Start of Extract to read

This tutorial shows how to train diffusion models on TPUs using PyTorch Lightning and Pytorch XLA.
Objectives
- Create a Cloud TPU
- Install PyTorch Lightning
- Clone the diffusion repo
- Prepare the Imagenette dataset
- Run the training script
Costs
In this document, you use the following billable components of Google Cloud:
- Compute Engine
- Cloud TPU
To generate a cost estimate based on your projected usage,
use the pricing calculator.
Before you begin
Before starting this tutorial, check that your Google Cloud project is correctly set up.
- Sign in to your Google Cloud account. If you're new to Google Cloud, create an account to evaluate how our products perform in real-world scenarios. New customers also get $300 in free credits to run, test, and deploy workloads.
-
In the Google Cloud console, on the project selector page, select or create a Google Cloud project.
-
Make sure that billing is enabled for your Google Cloud project.
-
In the Google Cloud console, on the project selector page, select or create a Google Cloud project.
-
Make sure that billing is enabled for your Google Cloud project.
This walkthrough uses billable components of Google Cloud. Check the Cloud TPU pricing page to estimate your costs. Be sure to clean up resources you create when you've finished with them to avoid unnecessary charges.
Create a Cloud TPU
These instructions work on both single host and multi-host TPUs. This tutorial uses a v4-128, but it works similarly on all accelerator sizes.
Set up some environment variables to make the commands easier to use.

End of Extract to read
Start of Collected data

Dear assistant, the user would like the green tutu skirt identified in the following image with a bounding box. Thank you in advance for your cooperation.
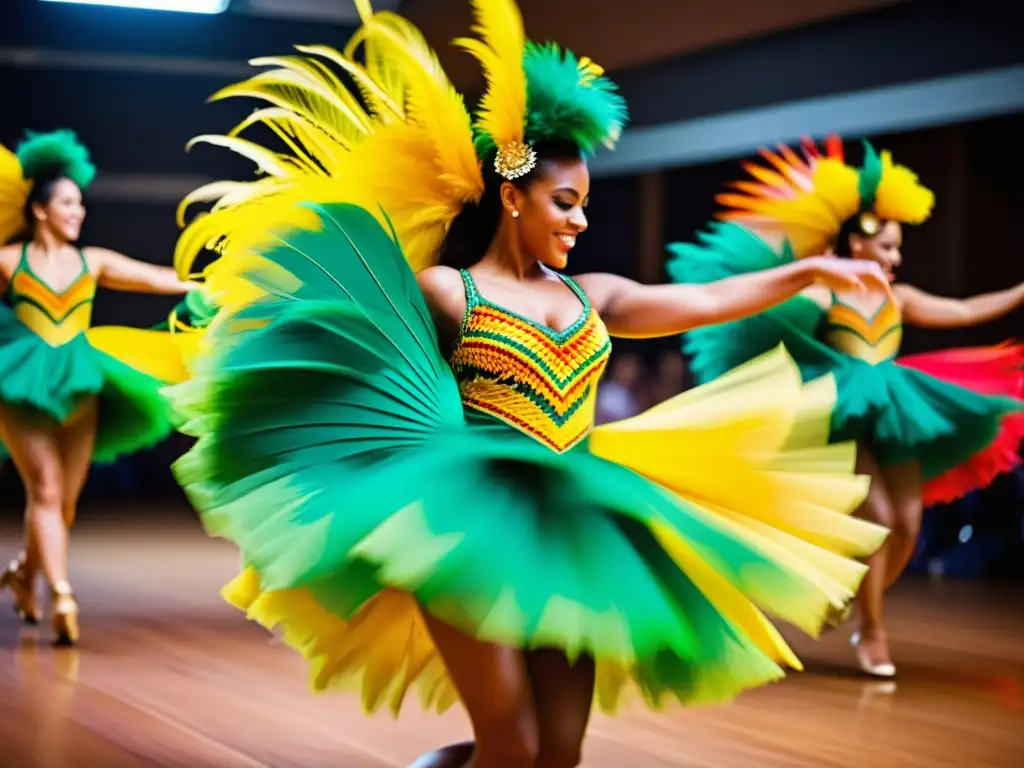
[169,205,886,712]
[669,223,1022,487]
[0,304,184,463]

End of Collected data

Tasks to carry out |
a) Output the stretch of the TPU training tutorial from "- Sign in to" through "and deploy workloads.", word for word.
b) Write the next part of the TPU training tutorial, picking up right after its final sentence.
The listing is separate material and is not part of the TPU training tutorial.

Answers to each task |
a)
- Sign in to your Google Cloud account. If you're new to Google Cloud, create an account to evaluate how our products perform in real-world scenarios. New customers also get $300 in free credits to run, test, and deploy workloads.

b)
export ZONE=us-central2-b export PROJECT_ID=your-project-id export ACCELERATOR_TYPE=v4-128 export RUNTIME_VERSION=tpu-vm-v4-pt-2.0 export TPU_NAME=your_tpu_name
Create a Cloud TPU.
gcloud compute tpus tpu-vm create ${TPU_NAME} \ --zone=${ZONE} \ --accelerator-type=${ACCELERATOR_TYPE} \ --version=${RUNTIME_VERSION} \ --subnetwork=tpusubnet
Install required software
Install the PyTorch Lightning package from source. This is important since the stable release is not compatible with PytorchXLA 2.0.
gcloud compute tpus tpu-vm ssh ${TPU_NAME} \ --zone=us-central2-b \ --worker=all \ --command="git clone https://github.com/Lightning-AI/lightning.git cd lightning pip install -e . "
Clone the diffusion repo adapted for TPUs.
Note that logging output was reduced and the progress bar was disabled to reduce device-host communication which is critical for TPU performance.
gcloud compute tpus tpu-vm ssh ${TPU_NAME} \ --zone=us-central2-b \ --worker=all \ --command="git clone https://github.com/pytorch-tpu/stable-diffusion.git cd stable-diffusion pip install -e . pip install -r requirements.txt sudo apt-get update && sudo apt-get install libgl1 -y "
Install necessary packages.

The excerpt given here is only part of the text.